START DATASET RECORDS

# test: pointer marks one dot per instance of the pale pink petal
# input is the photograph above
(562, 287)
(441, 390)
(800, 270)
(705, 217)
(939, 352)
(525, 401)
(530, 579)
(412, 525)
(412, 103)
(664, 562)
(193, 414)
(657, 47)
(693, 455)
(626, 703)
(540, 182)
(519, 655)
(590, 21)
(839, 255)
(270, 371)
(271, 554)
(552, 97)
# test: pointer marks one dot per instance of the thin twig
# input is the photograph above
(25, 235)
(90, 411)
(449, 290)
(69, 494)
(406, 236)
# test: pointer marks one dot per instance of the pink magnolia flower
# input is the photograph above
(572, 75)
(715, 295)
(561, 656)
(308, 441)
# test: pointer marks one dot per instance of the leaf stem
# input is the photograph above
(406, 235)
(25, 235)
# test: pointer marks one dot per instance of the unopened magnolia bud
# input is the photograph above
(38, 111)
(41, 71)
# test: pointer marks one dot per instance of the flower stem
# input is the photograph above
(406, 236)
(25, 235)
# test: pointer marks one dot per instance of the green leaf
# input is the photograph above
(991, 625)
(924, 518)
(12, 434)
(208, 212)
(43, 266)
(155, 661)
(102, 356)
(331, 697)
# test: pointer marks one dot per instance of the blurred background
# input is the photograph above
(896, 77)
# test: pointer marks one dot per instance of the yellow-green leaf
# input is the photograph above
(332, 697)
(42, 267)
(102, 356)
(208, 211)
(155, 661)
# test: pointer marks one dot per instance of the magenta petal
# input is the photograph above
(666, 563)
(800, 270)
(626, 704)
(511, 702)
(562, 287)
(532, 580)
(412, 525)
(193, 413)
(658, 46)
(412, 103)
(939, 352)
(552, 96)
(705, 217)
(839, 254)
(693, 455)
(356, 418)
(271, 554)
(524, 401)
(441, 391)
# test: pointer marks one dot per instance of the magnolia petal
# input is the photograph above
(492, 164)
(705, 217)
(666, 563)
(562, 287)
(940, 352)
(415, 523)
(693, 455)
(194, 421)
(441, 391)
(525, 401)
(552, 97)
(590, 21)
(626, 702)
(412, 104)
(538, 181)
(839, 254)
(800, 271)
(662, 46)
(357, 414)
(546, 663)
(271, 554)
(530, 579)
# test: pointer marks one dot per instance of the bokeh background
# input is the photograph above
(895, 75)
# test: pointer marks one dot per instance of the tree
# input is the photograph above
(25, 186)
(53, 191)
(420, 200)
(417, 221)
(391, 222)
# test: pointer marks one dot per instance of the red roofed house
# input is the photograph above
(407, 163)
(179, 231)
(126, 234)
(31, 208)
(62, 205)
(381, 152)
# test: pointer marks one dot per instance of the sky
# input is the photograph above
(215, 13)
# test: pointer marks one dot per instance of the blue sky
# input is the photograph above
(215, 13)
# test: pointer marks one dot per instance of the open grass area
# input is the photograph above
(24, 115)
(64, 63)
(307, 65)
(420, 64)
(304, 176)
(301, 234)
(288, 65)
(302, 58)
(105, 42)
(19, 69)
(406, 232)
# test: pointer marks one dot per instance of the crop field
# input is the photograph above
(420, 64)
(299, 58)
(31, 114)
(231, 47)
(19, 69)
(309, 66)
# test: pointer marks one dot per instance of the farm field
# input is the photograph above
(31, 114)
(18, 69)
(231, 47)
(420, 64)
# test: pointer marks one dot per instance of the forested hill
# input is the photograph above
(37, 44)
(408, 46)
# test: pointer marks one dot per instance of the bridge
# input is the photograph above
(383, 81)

END DATASET RECORDS

● **REQUIREMENT**:
Working through the records above, copy each line in which "leaf" is found.

● **PROBLEM SOLUTION**:
# test: pointer marks one dot per instance of the leaf stem
# test: pointer marks one dot per instance of the green leaf
# test: pointer marks one dot per instance of the yellow-green leaf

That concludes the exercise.